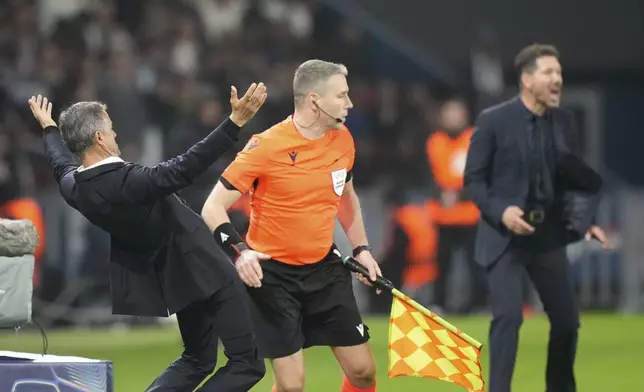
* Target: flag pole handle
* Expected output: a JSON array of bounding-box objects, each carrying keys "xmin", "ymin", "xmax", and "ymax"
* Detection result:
[{"xmin": 342, "ymin": 256, "xmax": 394, "ymax": 292}]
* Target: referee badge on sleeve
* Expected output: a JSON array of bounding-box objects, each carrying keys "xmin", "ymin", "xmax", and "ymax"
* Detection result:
[{"xmin": 331, "ymin": 169, "xmax": 347, "ymax": 196}]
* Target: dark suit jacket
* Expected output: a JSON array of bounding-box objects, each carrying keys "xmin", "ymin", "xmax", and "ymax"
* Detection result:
[
  {"xmin": 464, "ymin": 97, "xmax": 602, "ymax": 266},
  {"xmin": 44, "ymin": 119, "xmax": 239, "ymax": 317}
]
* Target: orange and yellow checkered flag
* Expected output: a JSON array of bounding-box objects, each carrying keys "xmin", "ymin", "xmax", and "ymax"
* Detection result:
[{"xmin": 389, "ymin": 288, "xmax": 485, "ymax": 392}]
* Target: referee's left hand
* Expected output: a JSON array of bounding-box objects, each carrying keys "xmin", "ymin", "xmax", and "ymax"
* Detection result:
[{"xmin": 355, "ymin": 251, "xmax": 382, "ymax": 294}]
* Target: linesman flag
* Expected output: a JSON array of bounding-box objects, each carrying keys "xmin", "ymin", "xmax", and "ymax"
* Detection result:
[{"xmin": 344, "ymin": 257, "xmax": 485, "ymax": 392}]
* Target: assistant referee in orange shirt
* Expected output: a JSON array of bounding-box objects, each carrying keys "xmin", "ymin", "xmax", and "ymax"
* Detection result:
[{"xmin": 202, "ymin": 60, "xmax": 381, "ymax": 392}]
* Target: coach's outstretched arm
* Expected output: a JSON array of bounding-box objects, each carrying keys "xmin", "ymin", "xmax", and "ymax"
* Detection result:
[
  {"xmin": 201, "ymin": 180, "xmax": 270, "ymax": 287},
  {"xmin": 124, "ymin": 83, "xmax": 267, "ymax": 204}
]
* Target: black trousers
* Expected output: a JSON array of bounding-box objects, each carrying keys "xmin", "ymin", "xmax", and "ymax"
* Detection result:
[
  {"xmin": 487, "ymin": 244, "xmax": 579, "ymax": 392},
  {"xmin": 146, "ymin": 281, "xmax": 266, "ymax": 392},
  {"xmin": 434, "ymin": 225, "xmax": 487, "ymax": 312}
]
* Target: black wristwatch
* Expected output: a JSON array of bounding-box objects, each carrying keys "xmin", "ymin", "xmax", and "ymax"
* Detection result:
[{"xmin": 353, "ymin": 245, "xmax": 371, "ymax": 257}]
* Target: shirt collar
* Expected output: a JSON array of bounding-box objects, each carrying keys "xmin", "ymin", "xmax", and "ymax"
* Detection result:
[{"xmin": 76, "ymin": 157, "xmax": 125, "ymax": 172}]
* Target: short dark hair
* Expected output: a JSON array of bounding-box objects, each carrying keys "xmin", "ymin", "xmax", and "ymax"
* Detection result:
[
  {"xmin": 58, "ymin": 101, "xmax": 107, "ymax": 157},
  {"xmin": 514, "ymin": 43, "xmax": 559, "ymax": 77}
]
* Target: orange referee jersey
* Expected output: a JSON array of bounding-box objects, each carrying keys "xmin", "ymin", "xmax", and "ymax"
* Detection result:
[{"xmin": 222, "ymin": 116, "xmax": 355, "ymax": 265}]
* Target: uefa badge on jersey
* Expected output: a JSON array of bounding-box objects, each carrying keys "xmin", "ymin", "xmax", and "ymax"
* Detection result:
[{"xmin": 331, "ymin": 169, "xmax": 347, "ymax": 196}]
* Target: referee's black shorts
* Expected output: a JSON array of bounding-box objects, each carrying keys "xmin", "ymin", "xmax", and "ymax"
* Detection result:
[{"xmin": 248, "ymin": 246, "xmax": 369, "ymax": 358}]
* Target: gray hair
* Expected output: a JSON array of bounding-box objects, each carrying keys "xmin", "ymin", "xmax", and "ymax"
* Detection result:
[
  {"xmin": 58, "ymin": 101, "xmax": 107, "ymax": 156},
  {"xmin": 293, "ymin": 59, "xmax": 349, "ymax": 105}
]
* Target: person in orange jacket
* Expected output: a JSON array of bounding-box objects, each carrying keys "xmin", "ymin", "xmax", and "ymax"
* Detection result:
[{"xmin": 426, "ymin": 98, "xmax": 487, "ymax": 311}]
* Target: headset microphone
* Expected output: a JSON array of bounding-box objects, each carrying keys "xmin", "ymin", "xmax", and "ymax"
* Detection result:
[{"xmin": 313, "ymin": 101, "xmax": 342, "ymax": 124}]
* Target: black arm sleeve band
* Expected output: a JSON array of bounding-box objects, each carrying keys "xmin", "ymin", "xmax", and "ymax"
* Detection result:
[{"xmin": 212, "ymin": 222, "xmax": 249, "ymax": 260}]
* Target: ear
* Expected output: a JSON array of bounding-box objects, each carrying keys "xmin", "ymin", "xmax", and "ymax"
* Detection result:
[
  {"xmin": 307, "ymin": 93, "xmax": 320, "ymax": 107},
  {"xmin": 520, "ymin": 72, "xmax": 532, "ymax": 88},
  {"xmin": 94, "ymin": 131, "xmax": 105, "ymax": 144}
]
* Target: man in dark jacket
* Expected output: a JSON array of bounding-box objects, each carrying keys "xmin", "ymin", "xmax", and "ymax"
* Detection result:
[
  {"xmin": 29, "ymin": 83, "xmax": 266, "ymax": 392},
  {"xmin": 465, "ymin": 44, "xmax": 610, "ymax": 392}
]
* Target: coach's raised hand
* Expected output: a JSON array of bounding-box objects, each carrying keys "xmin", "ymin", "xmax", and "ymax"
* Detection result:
[
  {"xmin": 29, "ymin": 94, "xmax": 56, "ymax": 129},
  {"xmin": 230, "ymin": 83, "xmax": 268, "ymax": 128}
]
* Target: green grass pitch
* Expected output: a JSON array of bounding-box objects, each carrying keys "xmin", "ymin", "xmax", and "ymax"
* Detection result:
[{"xmin": 0, "ymin": 314, "xmax": 644, "ymax": 392}]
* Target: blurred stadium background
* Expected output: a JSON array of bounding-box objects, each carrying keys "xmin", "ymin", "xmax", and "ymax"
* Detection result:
[{"xmin": 0, "ymin": 0, "xmax": 644, "ymax": 392}]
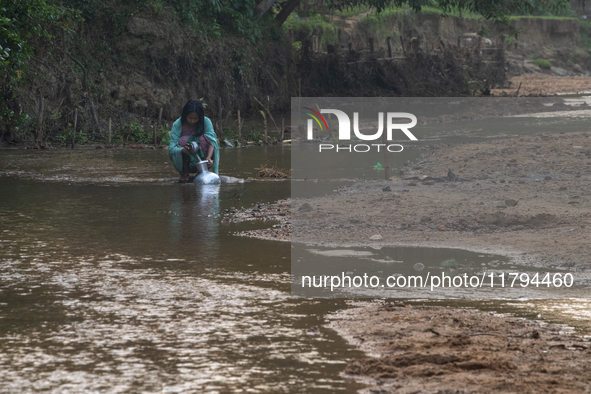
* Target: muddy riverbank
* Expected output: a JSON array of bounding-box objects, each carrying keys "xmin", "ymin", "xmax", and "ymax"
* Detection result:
[
  {"xmin": 228, "ymin": 132, "xmax": 591, "ymax": 393},
  {"xmin": 328, "ymin": 302, "xmax": 591, "ymax": 394},
  {"xmin": 234, "ymin": 132, "xmax": 591, "ymax": 270}
]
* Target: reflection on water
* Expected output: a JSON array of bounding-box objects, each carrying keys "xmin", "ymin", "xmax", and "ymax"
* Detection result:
[
  {"xmin": 0, "ymin": 126, "xmax": 588, "ymax": 393},
  {"xmin": 0, "ymin": 172, "xmax": 366, "ymax": 393},
  {"xmin": 169, "ymin": 185, "xmax": 220, "ymax": 258}
]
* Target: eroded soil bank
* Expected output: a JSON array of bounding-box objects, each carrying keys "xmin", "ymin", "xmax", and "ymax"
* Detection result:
[{"xmin": 328, "ymin": 302, "xmax": 591, "ymax": 394}]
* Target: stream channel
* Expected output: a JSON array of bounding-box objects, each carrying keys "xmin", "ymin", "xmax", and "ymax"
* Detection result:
[{"xmin": 0, "ymin": 109, "xmax": 591, "ymax": 393}]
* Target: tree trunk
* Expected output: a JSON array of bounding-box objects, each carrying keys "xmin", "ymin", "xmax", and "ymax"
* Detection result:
[
  {"xmin": 256, "ymin": 0, "xmax": 277, "ymax": 18},
  {"xmin": 275, "ymin": 0, "xmax": 301, "ymax": 26}
]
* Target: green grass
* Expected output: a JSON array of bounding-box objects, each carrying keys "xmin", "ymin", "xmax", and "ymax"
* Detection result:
[
  {"xmin": 283, "ymin": 13, "xmax": 339, "ymax": 44},
  {"xmin": 334, "ymin": 5, "xmax": 371, "ymax": 18},
  {"xmin": 509, "ymin": 15, "xmax": 578, "ymax": 21}
]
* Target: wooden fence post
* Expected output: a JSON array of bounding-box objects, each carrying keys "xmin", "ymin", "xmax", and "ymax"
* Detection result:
[
  {"xmin": 281, "ymin": 118, "xmax": 285, "ymax": 145},
  {"xmin": 237, "ymin": 110, "xmax": 242, "ymax": 139},
  {"xmin": 37, "ymin": 89, "xmax": 45, "ymax": 145},
  {"xmin": 386, "ymin": 37, "xmax": 394, "ymax": 58},
  {"xmin": 72, "ymin": 108, "xmax": 78, "ymax": 149},
  {"xmin": 218, "ymin": 97, "xmax": 224, "ymax": 141},
  {"xmin": 154, "ymin": 107, "xmax": 162, "ymax": 146}
]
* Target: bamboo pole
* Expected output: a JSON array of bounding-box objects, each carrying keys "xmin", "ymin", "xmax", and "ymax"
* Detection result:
[
  {"xmin": 154, "ymin": 107, "xmax": 162, "ymax": 146},
  {"xmin": 386, "ymin": 37, "xmax": 394, "ymax": 58},
  {"xmin": 281, "ymin": 118, "xmax": 285, "ymax": 145},
  {"xmin": 72, "ymin": 108, "xmax": 78, "ymax": 149},
  {"xmin": 263, "ymin": 116, "xmax": 268, "ymax": 144},
  {"xmin": 237, "ymin": 110, "xmax": 242, "ymax": 139},
  {"xmin": 218, "ymin": 97, "xmax": 224, "ymax": 140},
  {"xmin": 382, "ymin": 129, "xmax": 390, "ymax": 180}
]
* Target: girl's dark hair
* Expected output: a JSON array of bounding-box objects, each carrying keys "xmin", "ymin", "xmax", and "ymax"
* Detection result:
[{"xmin": 181, "ymin": 100, "xmax": 205, "ymax": 136}]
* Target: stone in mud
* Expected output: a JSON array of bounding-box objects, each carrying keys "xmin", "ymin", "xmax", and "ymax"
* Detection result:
[
  {"xmin": 298, "ymin": 202, "xmax": 313, "ymax": 212},
  {"xmin": 505, "ymin": 198, "xmax": 519, "ymax": 207},
  {"xmin": 439, "ymin": 259, "xmax": 458, "ymax": 268}
]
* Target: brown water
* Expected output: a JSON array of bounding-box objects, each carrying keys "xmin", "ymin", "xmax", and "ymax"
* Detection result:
[{"xmin": 0, "ymin": 122, "xmax": 588, "ymax": 393}]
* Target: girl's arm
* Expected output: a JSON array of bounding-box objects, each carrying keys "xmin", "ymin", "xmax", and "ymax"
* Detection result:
[
  {"xmin": 168, "ymin": 118, "xmax": 183, "ymax": 153},
  {"xmin": 205, "ymin": 143, "xmax": 214, "ymax": 168}
]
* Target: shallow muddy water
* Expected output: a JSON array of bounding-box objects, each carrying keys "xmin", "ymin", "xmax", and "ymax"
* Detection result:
[{"xmin": 0, "ymin": 113, "xmax": 588, "ymax": 393}]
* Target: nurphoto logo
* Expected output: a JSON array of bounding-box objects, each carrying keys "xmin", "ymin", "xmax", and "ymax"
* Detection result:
[{"xmin": 303, "ymin": 107, "xmax": 418, "ymax": 153}]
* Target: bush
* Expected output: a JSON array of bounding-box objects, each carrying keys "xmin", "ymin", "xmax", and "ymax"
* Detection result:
[{"xmin": 534, "ymin": 59, "xmax": 552, "ymax": 70}]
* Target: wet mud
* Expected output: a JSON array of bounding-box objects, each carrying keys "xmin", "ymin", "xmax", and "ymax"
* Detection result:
[{"xmin": 329, "ymin": 302, "xmax": 591, "ymax": 394}]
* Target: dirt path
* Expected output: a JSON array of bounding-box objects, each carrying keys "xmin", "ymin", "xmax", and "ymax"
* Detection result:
[
  {"xmin": 328, "ymin": 302, "xmax": 591, "ymax": 394},
  {"xmin": 228, "ymin": 132, "xmax": 591, "ymax": 394},
  {"xmin": 491, "ymin": 74, "xmax": 591, "ymax": 97}
]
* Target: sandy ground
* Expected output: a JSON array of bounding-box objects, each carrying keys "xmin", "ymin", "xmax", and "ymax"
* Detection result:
[
  {"xmin": 225, "ymin": 132, "xmax": 591, "ymax": 393},
  {"xmin": 491, "ymin": 74, "xmax": 591, "ymax": 97},
  {"xmin": 328, "ymin": 302, "xmax": 591, "ymax": 394},
  {"xmin": 230, "ymin": 132, "xmax": 591, "ymax": 270}
]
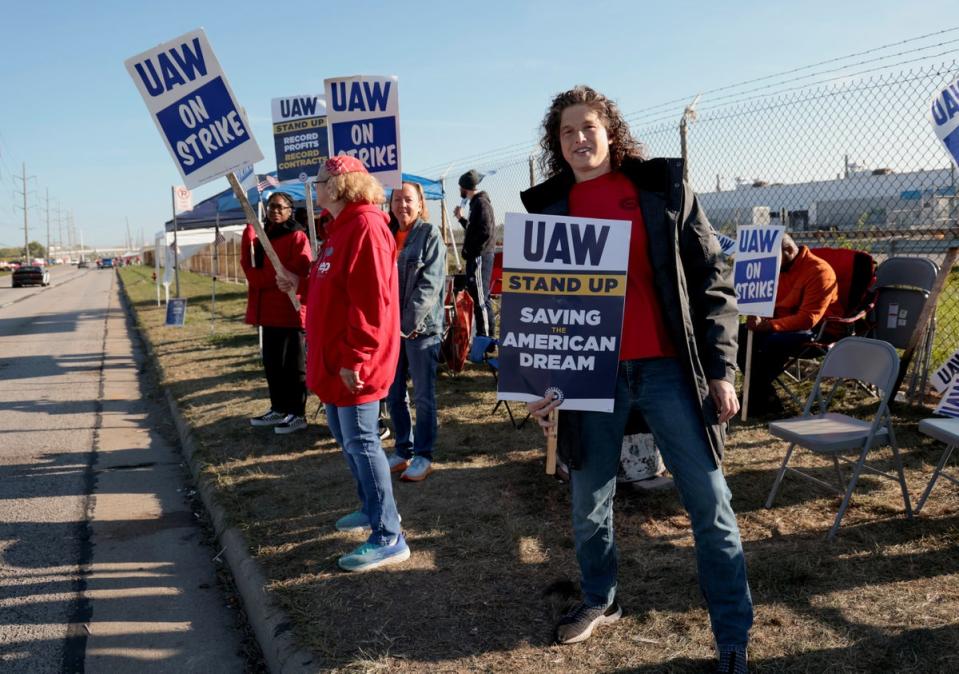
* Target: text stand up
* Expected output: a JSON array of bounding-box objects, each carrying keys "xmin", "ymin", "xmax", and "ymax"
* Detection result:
[{"xmin": 226, "ymin": 171, "xmax": 300, "ymax": 311}]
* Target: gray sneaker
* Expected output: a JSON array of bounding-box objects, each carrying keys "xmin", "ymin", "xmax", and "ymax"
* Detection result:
[
  {"xmin": 273, "ymin": 414, "xmax": 306, "ymax": 435},
  {"xmin": 556, "ymin": 599, "xmax": 623, "ymax": 644},
  {"xmin": 716, "ymin": 646, "xmax": 749, "ymax": 674},
  {"xmin": 250, "ymin": 410, "xmax": 286, "ymax": 427}
]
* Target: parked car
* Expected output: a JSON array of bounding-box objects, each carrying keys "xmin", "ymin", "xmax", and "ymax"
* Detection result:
[{"xmin": 13, "ymin": 265, "xmax": 50, "ymax": 288}]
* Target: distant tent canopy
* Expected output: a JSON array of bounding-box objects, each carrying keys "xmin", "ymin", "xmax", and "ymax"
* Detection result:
[{"xmin": 165, "ymin": 171, "xmax": 443, "ymax": 232}]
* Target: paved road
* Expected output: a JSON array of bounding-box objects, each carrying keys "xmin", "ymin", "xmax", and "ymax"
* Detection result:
[{"xmin": 0, "ymin": 268, "xmax": 247, "ymax": 674}]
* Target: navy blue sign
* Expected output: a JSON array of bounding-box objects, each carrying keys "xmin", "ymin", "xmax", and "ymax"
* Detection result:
[
  {"xmin": 166, "ymin": 297, "xmax": 186, "ymax": 328},
  {"xmin": 323, "ymin": 75, "xmax": 403, "ymax": 188},
  {"xmin": 126, "ymin": 29, "xmax": 263, "ymax": 190},
  {"xmin": 497, "ymin": 213, "xmax": 630, "ymax": 412},
  {"xmin": 736, "ymin": 257, "xmax": 779, "ymax": 304},
  {"xmin": 330, "ymin": 117, "xmax": 400, "ymax": 173},
  {"xmin": 157, "ymin": 77, "xmax": 250, "ymax": 175}
]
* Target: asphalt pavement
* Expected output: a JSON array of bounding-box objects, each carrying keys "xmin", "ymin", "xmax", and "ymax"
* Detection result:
[{"xmin": 0, "ymin": 267, "xmax": 249, "ymax": 674}]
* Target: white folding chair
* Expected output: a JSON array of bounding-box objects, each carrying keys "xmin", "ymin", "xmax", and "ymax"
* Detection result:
[
  {"xmin": 916, "ymin": 418, "xmax": 959, "ymax": 515},
  {"xmin": 766, "ymin": 337, "xmax": 912, "ymax": 539}
]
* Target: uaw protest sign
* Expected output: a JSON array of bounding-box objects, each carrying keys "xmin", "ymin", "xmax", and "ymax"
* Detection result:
[
  {"xmin": 929, "ymin": 78, "xmax": 959, "ymax": 166},
  {"xmin": 497, "ymin": 213, "xmax": 631, "ymax": 412},
  {"xmin": 733, "ymin": 225, "xmax": 786, "ymax": 317},
  {"xmin": 125, "ymin": 28, "xmax": 263, "ymax": 189},
  {"xmin": 272, "ymin": 95, "xmax": 330, "ymax": 182},
  {"xmin": 323, "ymin": 75, "xmax": 403, "ymax": 188}
]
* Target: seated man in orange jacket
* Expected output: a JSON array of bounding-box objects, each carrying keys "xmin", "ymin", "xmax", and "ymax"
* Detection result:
[{"xmin": 738, "ymin": 234, "xmax": 839, "ymax": 415}]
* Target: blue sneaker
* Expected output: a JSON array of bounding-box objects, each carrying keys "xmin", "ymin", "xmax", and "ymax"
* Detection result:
[
  {"xmin": 334, "ymin": 510, "xmax": 370, "ymax": 531},
  {"xmin": 336, "ymin": 534, "xmax": 410, "ymax": 571},
  {"xmin": 333, "ymin": 510, "xmax": 403, "ymax": 532}
]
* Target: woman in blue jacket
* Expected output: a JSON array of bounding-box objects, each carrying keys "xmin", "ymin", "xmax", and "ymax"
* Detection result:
[{"xmin": 386, "ymin": 182, "xmax": 446, "ymax": 482}]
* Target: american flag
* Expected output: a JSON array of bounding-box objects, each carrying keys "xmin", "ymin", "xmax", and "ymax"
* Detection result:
[{"xmin": 256, "ymin": 175, "xmax": 280, "ymax": 192}]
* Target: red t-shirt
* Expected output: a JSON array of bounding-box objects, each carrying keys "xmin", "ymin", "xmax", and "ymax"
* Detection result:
[
  {"xmin": 569, "ymin": 171, "xmax": 676, "ymax": 360},
  {"xmin": 396, "ymin": 229, "xmax": 410, "ymax": 256}
]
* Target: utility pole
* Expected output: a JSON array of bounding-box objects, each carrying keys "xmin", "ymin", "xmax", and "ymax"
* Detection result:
[
  {"xmin": 45, "ymin": 187, "xmax": 52, "ymax": 261},
  {"xmin": 67, "ymin": 210, "xmax": 76, "ymax": 253},
  {"xmin": 13, "ymin": 162, "xmax": 36, "ymax": 264},
  {"xmin": 57, "ymin": 201, "xmax": 63, "ymax": 257}
]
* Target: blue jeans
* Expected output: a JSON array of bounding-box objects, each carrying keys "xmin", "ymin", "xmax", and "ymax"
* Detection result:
[
  {"xmin": 570, "ymin": 358, "xmax": 753, "ymax": 646},
  {"xmin": 386, "ymin": 335, "xmax": 440, "ymax": 461},
  {"xmin": 326, "ymin": 400, "xmax": 400, "ymax": 545}
]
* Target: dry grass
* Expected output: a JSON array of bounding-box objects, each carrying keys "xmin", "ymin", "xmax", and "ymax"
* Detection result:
[{"xmin": 121, "ymin": 268, "xmax": 959, "ymax": 674}]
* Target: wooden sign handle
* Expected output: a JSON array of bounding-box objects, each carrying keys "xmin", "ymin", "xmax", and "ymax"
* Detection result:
[
  {"xmin": 226, "ymin": 171, "xmax": 300, "ymax": 311},
  {"xmin": 546, "ymin": 409, "xmax": 559, "ymax": 475}
]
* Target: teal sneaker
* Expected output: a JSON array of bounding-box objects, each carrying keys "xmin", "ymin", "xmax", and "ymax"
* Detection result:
[
  {"xmin": 334, "ymin": 510, "xmax": 370, "ymax": 531},
  {"xmin": 400, "ymin": 456, "xmax": 433, "ymax": 482},
  {"xmin": 336, "ymin": 534, "xmax": 410, "ymax": 572}
]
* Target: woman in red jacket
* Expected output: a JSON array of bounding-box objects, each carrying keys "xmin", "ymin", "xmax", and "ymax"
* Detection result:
[
  {"xmin": 278, "ymin": 155, "xmax": 410, "ymax": 571},
  {"xmin": 240, "ymin": 192, "xmax": 311, "ymax": 434}
]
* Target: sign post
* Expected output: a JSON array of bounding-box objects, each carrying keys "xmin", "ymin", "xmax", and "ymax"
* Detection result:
[
  {"xmin": 323, "ymin": 75, "xmax": 403, "ymax": 189},
  {"xmin": 733, "ymin": 225, "xmax": 786, "ymax": 421},
  {"xmin": 170, "ymin": 185, "xmax": 193, "ymax": 297},
  {"xmin": 496, "ymin": 213, "xmax": 631, "ymax": 473}
]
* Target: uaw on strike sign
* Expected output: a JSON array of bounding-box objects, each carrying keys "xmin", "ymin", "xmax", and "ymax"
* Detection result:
[
  {"xmin": 733, "ymin": 225, "xmax": 786, "ymax": 317},
  {"xmin": 929, "ymin": 79, "xmax": 959, "ymax": 166},
  {"xmin": 323, "ymin": 75, "xmax": 403, "ymax": 188},
  {"xmin": 497, "ymin": 213, "xmax": 631, "ymax": 412},
  {"xmin": 125, "ymin": 29, "xmax": 263, "ymax": 189}
]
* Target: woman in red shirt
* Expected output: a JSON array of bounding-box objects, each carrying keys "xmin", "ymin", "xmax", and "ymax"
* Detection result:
[
  {"xmin": 240, "ymin": 192, "xmax": 312, "ymax": 434},
  {"xmin": 278, "ymin": 155, "xmax": 410, "ymax": 571}
]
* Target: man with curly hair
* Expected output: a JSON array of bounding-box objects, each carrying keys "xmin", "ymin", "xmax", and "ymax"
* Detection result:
[{"xmin": 522, "ymin": 86, "xmax": 753, "ymax": 674}]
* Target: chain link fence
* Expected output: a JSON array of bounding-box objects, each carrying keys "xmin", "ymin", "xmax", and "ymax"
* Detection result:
[{"xmin": 428, "ymin": 61, "xmax": 959, "ymax": 364}]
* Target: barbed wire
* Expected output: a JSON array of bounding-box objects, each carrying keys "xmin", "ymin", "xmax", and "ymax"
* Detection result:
[
  {"xmin": 626, "ymin": 26, "xmax": 959, "ymax": 118},
  {"xmin": 420, "ymin": 26, "xmax": 959, "ymax": 176}
]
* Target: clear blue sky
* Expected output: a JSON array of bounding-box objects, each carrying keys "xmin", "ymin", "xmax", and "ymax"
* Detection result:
[{"xmin": 0, "ymin": 0, "xmax": 959, "ymax": 245}]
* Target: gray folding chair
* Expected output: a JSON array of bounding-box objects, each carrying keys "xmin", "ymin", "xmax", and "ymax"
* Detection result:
[
  {"xmin": 766, "ymin": 337, "xmax": 912, "ymax": 539},
  {"xmin": 868, "ymin": 257, "xmax": 939, "ymax": 399},
  {"xmin": 916, "ymin": 418, "xmax": 959, "ymax": 515}
]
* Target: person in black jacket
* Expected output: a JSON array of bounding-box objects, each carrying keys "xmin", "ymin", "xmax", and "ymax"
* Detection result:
[
  {"xmin": 453, "ymin": 169, "xmax": 496, "ymax": 337},
  {"xmin": 521, "ymin": 86, "xmax": 753, "ymax": 674}
]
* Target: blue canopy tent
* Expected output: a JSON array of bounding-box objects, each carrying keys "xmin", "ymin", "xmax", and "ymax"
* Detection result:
[{"xmin": 164, "ymin": 171, "xmax": 443, "ymax": 232}]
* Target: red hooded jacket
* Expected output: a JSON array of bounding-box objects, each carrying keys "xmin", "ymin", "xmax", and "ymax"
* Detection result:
[
  {"xmin": 306, "ymin": 204, "xmax": 400, "ymax": 407},
  {"xmin": 240, "ymin": 224, "xmax": 312, "ymax": 329}
]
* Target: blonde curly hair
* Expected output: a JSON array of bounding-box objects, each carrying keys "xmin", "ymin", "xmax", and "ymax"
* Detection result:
[{"xmin": 326, "ymin": 171, "xmax": 386, "ymax": 205}]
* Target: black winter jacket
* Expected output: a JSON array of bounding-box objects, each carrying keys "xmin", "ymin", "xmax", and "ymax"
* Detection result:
========================================
> **Work to complete**: Count the lines in the rows above that contain the string "badge", and give only that number.

> **Expected output**: 2